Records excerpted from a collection
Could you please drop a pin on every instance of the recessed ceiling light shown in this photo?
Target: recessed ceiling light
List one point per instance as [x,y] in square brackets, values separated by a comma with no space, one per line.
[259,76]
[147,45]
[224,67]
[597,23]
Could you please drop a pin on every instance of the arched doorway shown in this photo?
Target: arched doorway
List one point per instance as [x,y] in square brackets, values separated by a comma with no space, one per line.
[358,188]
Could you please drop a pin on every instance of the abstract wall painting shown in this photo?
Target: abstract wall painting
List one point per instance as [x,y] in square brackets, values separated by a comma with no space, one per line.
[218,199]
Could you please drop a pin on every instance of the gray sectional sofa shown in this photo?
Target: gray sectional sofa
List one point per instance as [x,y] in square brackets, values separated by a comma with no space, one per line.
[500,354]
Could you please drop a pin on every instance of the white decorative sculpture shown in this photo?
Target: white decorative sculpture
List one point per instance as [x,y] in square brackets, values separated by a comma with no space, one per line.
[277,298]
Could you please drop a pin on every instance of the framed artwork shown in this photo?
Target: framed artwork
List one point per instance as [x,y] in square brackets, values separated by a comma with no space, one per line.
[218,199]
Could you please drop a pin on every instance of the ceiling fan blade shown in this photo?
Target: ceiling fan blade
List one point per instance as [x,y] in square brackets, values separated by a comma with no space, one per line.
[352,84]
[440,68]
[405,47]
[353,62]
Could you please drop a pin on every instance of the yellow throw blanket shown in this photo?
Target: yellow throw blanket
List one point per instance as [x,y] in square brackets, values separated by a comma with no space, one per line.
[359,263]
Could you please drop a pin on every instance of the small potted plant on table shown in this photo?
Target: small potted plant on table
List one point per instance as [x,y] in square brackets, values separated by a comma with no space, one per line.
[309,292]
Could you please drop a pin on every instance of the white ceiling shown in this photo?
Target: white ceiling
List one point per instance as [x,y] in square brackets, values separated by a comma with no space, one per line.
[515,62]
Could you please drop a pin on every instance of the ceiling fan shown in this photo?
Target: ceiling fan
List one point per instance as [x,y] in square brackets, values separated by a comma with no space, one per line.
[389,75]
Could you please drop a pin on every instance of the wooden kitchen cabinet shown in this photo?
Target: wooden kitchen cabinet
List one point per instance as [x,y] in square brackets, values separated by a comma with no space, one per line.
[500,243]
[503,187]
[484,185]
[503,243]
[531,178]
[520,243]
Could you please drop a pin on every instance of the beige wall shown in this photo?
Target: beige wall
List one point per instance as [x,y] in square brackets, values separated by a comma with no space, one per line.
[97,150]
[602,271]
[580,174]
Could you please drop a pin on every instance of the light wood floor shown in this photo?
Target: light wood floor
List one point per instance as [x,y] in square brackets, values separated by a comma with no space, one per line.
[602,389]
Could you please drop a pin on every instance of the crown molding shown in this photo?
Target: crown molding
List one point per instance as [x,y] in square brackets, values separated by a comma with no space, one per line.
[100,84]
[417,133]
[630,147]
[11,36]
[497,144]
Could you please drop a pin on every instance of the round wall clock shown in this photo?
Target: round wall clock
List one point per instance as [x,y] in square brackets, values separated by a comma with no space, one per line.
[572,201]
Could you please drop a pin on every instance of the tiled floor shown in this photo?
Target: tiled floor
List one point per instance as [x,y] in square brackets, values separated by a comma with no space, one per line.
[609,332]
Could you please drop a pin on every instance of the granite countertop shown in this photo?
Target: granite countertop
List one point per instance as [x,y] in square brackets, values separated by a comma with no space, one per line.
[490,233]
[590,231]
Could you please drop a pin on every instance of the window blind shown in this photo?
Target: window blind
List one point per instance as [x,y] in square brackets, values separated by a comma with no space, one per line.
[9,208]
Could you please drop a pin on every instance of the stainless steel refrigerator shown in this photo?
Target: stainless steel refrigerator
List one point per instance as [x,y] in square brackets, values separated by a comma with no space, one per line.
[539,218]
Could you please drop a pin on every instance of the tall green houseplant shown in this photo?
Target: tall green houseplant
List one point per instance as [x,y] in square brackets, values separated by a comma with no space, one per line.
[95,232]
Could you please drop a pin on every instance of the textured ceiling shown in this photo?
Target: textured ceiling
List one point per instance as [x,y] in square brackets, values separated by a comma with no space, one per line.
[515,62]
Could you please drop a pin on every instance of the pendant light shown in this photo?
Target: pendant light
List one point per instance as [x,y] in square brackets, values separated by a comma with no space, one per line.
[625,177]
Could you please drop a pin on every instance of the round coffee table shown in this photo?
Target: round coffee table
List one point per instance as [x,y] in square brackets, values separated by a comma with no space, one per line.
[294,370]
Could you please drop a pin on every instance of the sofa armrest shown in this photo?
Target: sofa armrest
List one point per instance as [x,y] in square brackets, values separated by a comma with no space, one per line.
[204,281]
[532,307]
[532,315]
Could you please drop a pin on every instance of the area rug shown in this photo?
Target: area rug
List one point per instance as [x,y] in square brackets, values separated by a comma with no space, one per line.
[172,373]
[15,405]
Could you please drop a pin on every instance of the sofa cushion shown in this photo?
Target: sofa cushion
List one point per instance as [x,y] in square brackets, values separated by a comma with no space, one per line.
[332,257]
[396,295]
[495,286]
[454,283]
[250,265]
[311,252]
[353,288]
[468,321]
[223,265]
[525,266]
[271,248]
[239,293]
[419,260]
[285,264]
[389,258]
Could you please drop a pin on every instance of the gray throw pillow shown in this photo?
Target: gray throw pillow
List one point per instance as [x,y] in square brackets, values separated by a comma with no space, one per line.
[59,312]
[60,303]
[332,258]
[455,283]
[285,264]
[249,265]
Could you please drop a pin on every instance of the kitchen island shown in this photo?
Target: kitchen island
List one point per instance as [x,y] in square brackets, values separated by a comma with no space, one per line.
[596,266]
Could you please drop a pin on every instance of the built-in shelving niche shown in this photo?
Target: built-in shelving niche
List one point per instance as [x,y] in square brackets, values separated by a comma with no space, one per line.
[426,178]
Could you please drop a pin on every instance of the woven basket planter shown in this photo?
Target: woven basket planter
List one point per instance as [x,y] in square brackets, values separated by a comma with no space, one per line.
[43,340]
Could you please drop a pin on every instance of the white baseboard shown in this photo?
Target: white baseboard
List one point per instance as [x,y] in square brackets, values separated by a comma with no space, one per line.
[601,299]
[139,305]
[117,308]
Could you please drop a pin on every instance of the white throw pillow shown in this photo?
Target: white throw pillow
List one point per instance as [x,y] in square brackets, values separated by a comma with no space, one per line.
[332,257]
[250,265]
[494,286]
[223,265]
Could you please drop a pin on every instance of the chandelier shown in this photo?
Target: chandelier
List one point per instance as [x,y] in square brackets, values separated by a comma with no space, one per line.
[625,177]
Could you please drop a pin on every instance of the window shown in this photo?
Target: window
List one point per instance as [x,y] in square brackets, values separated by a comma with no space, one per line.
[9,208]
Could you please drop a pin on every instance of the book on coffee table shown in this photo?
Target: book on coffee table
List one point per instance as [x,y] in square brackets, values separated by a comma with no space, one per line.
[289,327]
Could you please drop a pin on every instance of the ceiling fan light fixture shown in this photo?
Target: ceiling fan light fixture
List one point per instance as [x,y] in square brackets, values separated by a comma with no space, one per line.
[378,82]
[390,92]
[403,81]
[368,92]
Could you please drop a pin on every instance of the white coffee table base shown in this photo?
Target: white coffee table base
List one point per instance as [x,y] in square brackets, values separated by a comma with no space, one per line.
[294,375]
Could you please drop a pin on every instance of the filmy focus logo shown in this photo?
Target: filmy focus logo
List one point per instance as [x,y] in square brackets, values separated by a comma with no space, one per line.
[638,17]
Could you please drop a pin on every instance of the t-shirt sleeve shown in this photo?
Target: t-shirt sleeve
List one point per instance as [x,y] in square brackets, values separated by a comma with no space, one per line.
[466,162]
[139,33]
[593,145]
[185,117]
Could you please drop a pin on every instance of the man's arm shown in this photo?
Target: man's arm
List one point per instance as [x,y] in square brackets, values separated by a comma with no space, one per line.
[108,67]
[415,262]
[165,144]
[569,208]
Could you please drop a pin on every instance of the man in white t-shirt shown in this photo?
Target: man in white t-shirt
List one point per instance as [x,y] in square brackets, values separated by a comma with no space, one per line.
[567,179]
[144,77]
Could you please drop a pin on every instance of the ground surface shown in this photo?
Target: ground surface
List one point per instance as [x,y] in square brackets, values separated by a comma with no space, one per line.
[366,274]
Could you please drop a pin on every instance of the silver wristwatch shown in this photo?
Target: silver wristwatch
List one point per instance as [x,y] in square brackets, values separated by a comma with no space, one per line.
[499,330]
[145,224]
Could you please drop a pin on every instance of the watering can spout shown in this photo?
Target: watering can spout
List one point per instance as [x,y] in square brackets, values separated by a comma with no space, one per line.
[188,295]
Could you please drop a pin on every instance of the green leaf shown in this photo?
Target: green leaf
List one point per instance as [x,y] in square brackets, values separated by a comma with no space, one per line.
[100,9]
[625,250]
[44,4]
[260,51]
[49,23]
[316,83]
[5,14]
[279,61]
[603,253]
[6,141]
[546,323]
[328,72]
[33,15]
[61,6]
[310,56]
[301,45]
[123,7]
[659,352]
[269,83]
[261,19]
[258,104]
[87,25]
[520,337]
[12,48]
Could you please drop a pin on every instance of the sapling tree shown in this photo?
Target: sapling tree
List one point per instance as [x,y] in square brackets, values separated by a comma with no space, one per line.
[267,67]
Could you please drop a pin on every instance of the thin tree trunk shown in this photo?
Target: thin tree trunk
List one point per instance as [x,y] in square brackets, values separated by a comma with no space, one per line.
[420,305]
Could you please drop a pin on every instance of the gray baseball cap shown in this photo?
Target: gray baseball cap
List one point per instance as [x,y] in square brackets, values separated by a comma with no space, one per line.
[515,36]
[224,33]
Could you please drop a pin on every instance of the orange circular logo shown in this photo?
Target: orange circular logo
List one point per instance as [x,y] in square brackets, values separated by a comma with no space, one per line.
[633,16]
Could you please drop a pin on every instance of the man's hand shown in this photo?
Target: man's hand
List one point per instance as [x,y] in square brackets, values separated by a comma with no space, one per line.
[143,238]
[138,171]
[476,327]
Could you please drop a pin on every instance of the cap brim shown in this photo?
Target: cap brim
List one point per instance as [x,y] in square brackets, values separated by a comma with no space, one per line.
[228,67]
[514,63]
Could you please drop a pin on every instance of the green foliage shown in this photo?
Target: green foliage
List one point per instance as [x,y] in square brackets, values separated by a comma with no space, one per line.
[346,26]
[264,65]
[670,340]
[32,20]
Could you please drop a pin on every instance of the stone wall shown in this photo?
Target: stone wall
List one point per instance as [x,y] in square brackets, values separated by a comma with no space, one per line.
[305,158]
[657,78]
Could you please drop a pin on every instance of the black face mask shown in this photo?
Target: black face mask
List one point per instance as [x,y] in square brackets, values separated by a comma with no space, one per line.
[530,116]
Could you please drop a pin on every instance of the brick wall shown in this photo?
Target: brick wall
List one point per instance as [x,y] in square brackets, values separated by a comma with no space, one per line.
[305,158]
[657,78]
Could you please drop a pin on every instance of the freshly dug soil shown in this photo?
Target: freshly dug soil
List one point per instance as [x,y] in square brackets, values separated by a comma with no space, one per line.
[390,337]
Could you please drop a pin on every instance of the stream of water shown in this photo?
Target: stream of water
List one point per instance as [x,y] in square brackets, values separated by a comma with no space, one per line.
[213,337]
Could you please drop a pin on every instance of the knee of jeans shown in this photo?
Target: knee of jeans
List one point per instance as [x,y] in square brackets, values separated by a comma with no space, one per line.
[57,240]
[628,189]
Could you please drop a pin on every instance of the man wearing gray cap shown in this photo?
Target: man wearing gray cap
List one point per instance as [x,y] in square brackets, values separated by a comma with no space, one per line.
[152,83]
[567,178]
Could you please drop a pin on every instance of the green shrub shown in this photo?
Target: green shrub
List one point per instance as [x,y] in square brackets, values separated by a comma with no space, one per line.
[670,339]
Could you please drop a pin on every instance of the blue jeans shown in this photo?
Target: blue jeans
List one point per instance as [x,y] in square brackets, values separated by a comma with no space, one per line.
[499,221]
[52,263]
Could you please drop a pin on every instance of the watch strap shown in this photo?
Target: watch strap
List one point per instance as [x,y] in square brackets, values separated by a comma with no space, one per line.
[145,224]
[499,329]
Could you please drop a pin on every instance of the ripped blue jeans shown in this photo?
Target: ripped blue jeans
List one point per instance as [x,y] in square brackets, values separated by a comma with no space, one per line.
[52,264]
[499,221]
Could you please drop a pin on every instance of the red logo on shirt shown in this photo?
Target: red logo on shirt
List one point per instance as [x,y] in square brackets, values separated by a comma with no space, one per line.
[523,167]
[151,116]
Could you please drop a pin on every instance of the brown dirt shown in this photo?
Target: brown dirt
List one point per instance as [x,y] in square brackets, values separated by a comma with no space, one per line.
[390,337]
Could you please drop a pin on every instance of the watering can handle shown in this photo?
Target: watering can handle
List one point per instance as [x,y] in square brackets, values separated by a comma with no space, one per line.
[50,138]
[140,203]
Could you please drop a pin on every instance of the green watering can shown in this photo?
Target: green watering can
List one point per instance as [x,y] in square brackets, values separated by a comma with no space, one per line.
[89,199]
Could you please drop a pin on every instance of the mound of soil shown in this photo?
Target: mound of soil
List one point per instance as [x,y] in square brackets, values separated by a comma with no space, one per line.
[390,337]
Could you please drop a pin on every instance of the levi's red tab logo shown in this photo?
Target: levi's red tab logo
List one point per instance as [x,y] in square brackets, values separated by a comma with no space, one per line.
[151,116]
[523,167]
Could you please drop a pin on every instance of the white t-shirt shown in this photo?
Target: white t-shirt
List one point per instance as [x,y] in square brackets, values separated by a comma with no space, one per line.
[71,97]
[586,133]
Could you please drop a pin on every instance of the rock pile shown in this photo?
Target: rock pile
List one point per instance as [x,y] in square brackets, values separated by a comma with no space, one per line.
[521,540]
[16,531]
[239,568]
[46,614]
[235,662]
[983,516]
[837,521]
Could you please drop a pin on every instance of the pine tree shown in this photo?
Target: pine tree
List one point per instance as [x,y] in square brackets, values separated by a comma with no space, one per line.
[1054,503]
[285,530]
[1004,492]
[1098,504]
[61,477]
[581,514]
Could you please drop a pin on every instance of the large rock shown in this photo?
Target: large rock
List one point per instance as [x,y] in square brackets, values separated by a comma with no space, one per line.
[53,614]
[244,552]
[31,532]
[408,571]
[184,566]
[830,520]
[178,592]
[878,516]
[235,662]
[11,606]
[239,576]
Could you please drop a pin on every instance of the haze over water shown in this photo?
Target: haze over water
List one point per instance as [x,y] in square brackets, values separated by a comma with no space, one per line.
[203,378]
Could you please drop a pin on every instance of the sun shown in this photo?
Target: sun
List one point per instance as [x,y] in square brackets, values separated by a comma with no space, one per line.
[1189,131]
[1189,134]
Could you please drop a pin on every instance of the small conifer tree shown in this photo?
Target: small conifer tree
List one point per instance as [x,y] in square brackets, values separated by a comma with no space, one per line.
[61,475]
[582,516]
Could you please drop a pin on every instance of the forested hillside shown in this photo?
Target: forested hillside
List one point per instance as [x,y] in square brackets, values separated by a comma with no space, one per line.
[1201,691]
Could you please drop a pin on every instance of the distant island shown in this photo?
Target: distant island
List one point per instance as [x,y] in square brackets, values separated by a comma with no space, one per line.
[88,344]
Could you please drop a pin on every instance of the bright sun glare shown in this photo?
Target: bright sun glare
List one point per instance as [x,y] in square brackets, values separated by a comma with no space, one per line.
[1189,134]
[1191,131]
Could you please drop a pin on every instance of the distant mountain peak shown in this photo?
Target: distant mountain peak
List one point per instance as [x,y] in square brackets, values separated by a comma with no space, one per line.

WORK TO BE COMPLETED
Return exactly the lines from the line bearing "hillside shown in this photo?" to the end of the records, inclusive of both; include no other lines.

EXERCISE RESPONSE
Could you please drop a pin on every instance of the forested hillside shown in this photo?
Target: forested hillside
List one point per instance as [x,y] in square brackets, values separated by a comma with no space, one per line.
[1201,691]
Could you please drop a pin on every instance of the distant island shown in this photo?
Target: distant island
List one point per instance as [x,y] in square brackets, values separated by a comma with no space, one per line.
[88,344]
Could you please drop a pin on every instance of the bright sun glare shown in this photo?
Target: bright sun glare
List one point per instance as [x,y] in square brackets, values separated by a comma with no space, one per line.
[1189,134]
[1191,131]
Could you please drop a pin on every instance of the distant mountain peak shown in this photo?
Target: distant mountain peak
List one point per instance as [x,y] in square brackets, values separated by a comma with no space, one per line.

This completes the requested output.